Objective:
Please count the lines in the material below that contain the word "dark" and reply with only that number.

Data listing:
- - - -

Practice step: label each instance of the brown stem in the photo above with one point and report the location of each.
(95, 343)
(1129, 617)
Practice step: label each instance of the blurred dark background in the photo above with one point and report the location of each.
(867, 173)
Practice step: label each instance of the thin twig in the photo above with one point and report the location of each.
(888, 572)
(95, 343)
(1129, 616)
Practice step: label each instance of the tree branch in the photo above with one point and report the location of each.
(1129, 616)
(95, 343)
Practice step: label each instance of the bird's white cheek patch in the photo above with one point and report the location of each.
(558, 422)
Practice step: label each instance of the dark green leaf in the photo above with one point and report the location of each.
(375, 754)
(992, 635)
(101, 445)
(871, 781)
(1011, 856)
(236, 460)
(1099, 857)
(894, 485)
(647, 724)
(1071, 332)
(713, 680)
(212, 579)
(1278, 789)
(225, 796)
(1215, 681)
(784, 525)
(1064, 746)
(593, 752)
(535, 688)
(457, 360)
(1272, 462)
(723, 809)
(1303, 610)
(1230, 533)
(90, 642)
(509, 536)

- - - -

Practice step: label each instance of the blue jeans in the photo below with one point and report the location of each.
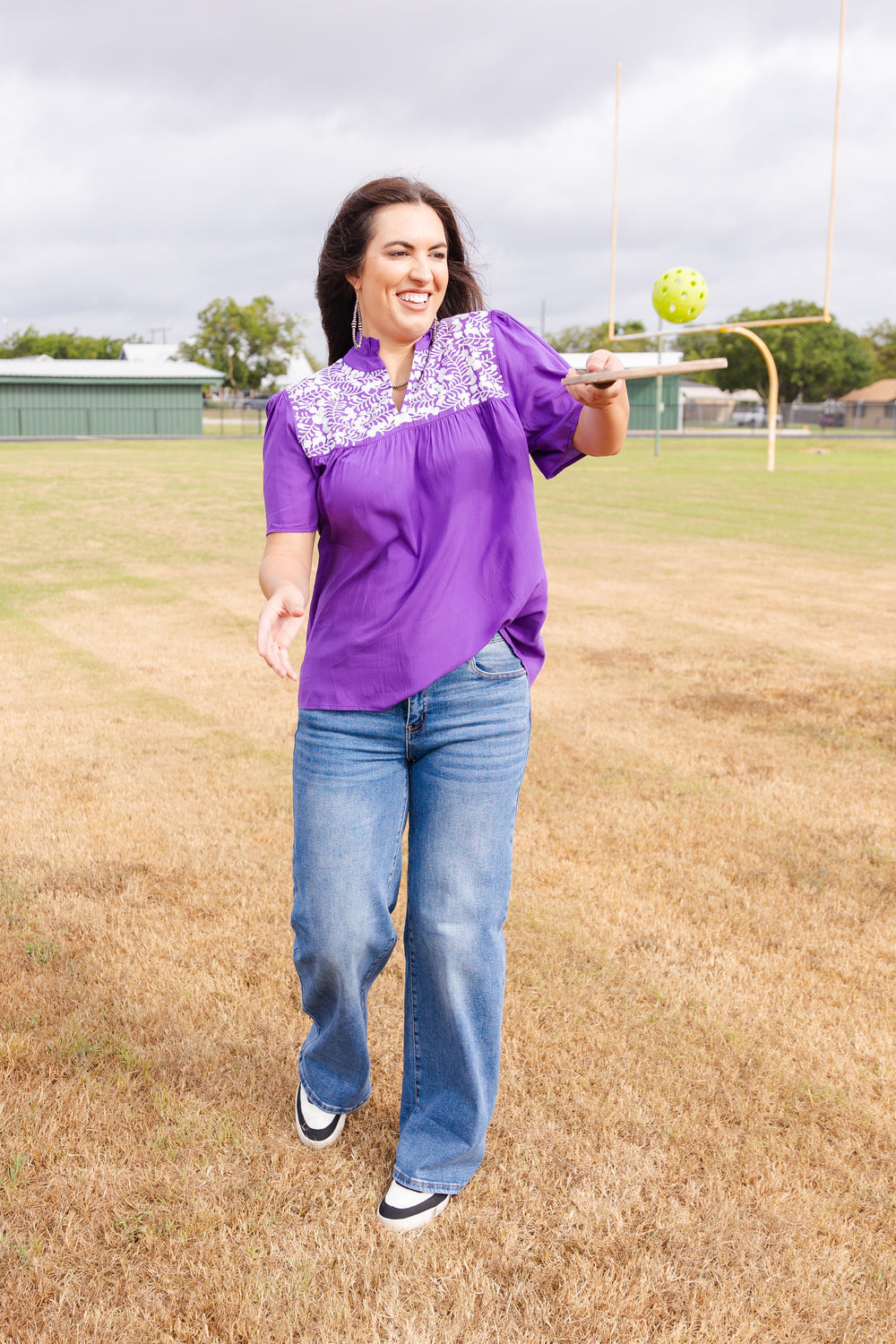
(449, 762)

- - - -

Answer below:
2